To promote the economic progress of the colony, the crown allowed settlers to purchase land in fifty-acre segments, upon payment of quitrents and with a requirement that the land be cultivated. If the purchaser failed to fulfill these obligations, others who were interested in the land could file suit and take the property. That is how John Wayles acquired much of his land. In the first such transaction Wayles obtained “500 acs” (acres) in Cumberland on “Angola Cr.” (Creek) after the named patent holders “failed to pay quitrents and cultivate” the property. “John Wayles hath made humble suit and hath obtained a G. [grant] of the same.” That process was repeated for 1,000 acres, again in Cumberland, along “Great Guinea & Angola” Creeks, another 245 acres in the same area, and 400 acres on the “N.side of the Appomattox” River. In one transaction Wayles consolidated several holdings from patent challenges for a total of 3,713 acres.35 In another he and seven others were given right to “sixty-four thousand acres on the waters of the New River in Augusta below the mouth of the Bearskin Fork” if they had it surveyed and paid a set amount within three years. In sum, Wayles possessed sufficient ambition and energy to have had his hand in almost every major form of wealth building available in Virginia.
For all of his wealth and participation in economic activities in the Williamsburg area, Wayles seems not to have made a lasting mark on the place. He was there, but not there, in some very telling ways. Informal sketches of life in Williamsburg during his time that discuss the leading lights of the town fail to mention him. Except in connection to his very famous son-in-law, his name seldom appears in scholarly histories of that time either. Granted, he shared the stage with some very impressive people: George Wythe, mentor to Thomas Jefferson, future signer of the Declaration of Independence and holder of the first professorship of law at the College of William and Mary; Patrick Henry, the famous orator and revolutionary; as well as others whose “great family” connections ensured that they would get talked about whether they were truly worth talking about or not. Still, Wayles’s few appearances in the historical record of his day suggest that, despite his financial success and his connections to wealthy patrons, he was not considered a full-fledged member of the leadership class.

— DATA LISTING —
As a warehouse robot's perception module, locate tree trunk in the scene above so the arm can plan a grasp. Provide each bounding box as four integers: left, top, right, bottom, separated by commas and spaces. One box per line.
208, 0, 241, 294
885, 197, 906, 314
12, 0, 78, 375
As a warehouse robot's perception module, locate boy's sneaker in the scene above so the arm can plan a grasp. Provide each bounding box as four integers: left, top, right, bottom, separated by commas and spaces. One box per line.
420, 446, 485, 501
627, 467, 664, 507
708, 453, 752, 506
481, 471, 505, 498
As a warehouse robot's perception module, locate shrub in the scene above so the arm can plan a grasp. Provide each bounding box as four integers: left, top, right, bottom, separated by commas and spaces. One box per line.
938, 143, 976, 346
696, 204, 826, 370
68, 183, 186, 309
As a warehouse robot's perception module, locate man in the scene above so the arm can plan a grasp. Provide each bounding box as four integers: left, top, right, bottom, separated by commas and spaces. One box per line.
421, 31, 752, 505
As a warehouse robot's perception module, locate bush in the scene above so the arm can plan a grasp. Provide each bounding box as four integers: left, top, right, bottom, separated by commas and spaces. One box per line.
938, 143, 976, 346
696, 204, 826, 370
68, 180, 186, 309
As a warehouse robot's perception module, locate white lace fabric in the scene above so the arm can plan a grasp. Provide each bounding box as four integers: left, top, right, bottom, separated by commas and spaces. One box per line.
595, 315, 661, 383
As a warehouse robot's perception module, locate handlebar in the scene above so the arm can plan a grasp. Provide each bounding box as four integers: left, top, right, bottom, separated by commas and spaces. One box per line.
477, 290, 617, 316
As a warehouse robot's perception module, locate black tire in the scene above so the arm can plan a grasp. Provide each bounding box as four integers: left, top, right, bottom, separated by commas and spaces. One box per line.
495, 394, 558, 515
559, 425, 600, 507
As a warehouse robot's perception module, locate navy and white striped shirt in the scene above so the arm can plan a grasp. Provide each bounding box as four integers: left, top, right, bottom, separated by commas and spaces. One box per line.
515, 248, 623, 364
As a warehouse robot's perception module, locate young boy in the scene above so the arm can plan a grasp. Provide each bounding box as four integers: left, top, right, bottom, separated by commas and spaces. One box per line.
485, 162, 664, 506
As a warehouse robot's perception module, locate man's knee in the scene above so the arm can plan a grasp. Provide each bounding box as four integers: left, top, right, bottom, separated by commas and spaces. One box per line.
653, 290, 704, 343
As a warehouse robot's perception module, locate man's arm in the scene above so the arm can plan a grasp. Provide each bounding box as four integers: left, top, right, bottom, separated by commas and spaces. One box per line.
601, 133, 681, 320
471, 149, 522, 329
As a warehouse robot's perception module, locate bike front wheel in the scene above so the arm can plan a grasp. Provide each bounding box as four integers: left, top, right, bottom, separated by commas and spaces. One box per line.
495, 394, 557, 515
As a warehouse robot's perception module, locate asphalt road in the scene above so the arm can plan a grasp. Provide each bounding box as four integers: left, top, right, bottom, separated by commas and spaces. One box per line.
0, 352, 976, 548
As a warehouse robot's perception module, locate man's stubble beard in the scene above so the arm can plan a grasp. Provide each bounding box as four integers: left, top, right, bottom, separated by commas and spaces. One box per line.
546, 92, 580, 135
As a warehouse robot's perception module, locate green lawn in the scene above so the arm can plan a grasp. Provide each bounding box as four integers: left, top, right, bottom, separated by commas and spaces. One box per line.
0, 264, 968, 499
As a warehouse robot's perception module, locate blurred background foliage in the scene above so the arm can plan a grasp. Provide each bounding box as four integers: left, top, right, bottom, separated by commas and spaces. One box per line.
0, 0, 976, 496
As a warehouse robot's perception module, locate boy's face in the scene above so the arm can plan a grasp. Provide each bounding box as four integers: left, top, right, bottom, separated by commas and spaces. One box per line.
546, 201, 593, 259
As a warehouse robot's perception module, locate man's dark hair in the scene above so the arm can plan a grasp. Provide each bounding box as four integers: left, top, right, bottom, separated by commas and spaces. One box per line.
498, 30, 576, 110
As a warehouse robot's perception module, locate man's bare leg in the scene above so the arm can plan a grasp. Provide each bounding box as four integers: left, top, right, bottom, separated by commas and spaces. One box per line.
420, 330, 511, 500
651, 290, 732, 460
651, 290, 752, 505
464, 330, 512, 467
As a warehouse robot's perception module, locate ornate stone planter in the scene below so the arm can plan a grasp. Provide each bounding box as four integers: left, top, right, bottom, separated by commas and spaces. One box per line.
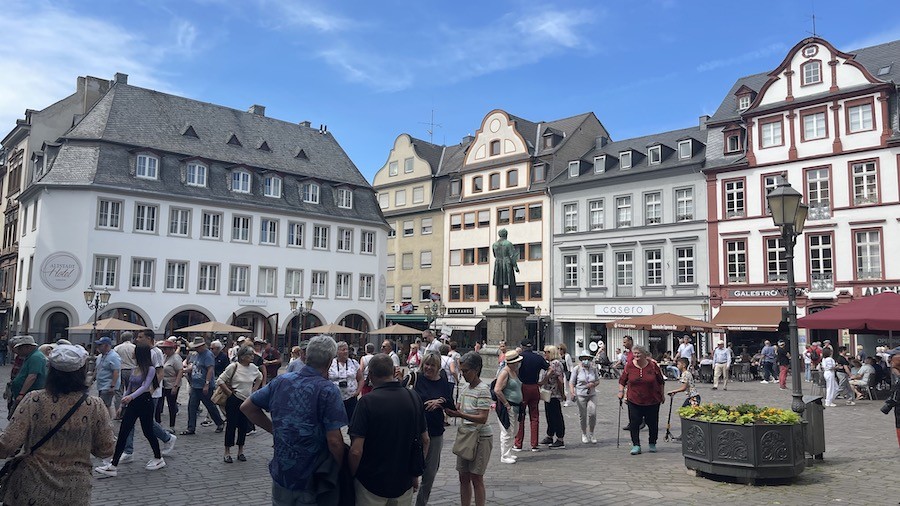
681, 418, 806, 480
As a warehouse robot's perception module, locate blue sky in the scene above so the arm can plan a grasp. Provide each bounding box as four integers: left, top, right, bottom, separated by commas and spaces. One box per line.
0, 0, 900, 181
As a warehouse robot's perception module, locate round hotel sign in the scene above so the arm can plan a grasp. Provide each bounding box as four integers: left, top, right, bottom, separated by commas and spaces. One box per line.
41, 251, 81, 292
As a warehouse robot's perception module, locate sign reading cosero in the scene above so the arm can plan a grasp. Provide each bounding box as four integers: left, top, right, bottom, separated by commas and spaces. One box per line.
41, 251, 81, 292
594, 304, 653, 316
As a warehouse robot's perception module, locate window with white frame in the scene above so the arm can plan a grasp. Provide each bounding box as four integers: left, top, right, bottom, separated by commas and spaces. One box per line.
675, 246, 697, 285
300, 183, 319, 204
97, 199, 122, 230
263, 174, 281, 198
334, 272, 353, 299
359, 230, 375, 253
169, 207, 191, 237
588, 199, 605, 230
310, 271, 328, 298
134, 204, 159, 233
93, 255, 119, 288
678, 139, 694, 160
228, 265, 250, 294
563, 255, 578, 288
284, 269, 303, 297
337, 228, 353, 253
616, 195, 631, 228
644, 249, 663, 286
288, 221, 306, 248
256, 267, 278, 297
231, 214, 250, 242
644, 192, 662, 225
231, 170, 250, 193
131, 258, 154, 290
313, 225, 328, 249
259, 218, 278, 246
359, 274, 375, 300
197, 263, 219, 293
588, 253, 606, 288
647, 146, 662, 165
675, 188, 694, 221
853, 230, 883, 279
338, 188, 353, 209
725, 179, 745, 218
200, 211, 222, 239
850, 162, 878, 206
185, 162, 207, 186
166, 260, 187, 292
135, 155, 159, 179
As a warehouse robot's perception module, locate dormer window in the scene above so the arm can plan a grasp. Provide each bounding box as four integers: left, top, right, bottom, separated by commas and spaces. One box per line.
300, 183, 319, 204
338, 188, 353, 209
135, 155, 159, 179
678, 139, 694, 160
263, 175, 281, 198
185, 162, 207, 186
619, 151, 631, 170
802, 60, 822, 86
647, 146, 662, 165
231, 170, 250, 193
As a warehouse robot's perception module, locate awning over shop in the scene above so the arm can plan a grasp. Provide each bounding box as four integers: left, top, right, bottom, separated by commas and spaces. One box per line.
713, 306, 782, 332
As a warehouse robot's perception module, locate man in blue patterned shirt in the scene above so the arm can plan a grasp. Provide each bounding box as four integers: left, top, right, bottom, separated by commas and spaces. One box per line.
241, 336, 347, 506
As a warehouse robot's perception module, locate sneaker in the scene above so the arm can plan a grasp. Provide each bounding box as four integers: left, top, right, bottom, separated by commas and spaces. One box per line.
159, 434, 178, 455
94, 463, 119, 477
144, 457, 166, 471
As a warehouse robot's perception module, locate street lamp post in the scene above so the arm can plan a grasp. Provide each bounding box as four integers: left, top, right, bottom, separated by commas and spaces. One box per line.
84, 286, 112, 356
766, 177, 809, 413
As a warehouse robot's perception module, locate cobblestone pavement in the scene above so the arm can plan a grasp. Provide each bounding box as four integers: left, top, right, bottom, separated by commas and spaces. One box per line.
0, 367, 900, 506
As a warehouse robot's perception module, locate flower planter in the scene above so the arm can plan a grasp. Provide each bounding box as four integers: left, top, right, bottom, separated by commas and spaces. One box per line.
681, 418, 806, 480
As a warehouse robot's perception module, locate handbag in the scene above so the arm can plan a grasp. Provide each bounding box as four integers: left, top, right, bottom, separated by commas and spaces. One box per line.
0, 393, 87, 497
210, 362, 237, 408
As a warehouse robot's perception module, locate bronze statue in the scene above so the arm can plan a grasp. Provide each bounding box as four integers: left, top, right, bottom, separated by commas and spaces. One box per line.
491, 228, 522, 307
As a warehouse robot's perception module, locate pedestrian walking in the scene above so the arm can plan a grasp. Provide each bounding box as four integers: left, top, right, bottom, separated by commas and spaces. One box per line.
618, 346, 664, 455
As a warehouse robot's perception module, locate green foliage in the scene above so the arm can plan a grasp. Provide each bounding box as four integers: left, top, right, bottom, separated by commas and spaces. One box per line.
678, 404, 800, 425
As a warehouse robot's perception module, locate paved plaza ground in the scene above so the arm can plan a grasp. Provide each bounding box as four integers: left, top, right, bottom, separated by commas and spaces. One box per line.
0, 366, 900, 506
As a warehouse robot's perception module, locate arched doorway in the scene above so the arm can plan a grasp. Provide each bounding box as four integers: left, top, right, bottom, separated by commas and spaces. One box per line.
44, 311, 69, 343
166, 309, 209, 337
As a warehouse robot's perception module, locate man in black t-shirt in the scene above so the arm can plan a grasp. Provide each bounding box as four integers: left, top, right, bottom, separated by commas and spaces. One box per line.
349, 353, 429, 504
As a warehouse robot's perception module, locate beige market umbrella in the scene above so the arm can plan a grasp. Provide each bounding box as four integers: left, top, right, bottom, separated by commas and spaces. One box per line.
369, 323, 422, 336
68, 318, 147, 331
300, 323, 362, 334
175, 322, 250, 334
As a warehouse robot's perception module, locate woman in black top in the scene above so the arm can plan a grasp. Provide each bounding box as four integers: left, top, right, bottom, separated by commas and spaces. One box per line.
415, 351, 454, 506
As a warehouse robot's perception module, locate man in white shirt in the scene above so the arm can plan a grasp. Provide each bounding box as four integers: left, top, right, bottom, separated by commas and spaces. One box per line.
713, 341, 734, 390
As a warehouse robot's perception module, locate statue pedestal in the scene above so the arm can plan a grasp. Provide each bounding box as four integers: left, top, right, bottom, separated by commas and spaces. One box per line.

— OBJECTIVE 1 —
In the passage on John Wayles, what total acreage did Wayles consolidate in a single transaction from patent challenges?
— OBJECTIVE 2 —
Using the passage on John Wayles, explain how Wayles was able to gain land that had already been patented to others.
— OBJECTIVE 3 —
Summarize the passage on John Wayles in two sentences.
The lines come from a separate source unrelated to the passage.

— FULL OUTPUT 1 —
3,713 acres.

— FULL OUTPUT 2 —
The crown sold land on condition that buyers pay quitrents and cultivate it. A purchaser who failed to meet these obligations could be sued by others who wanted the land, and they could take the property. Wayles acquired much of his land this way.

— FULL OUTPUT 3 —
John Wayles built up extensive Virginia landholdings, often by suing to take patents from holders who had failed to pay quitrents and cultivate the land, and he took part in almost every major form of wealth building in the colony. Despite this financial success and his connections, he left little mark on Williamsburg and seldom appears in histories of the period, which suggests he was not considered a full-fledged member of the leadership class.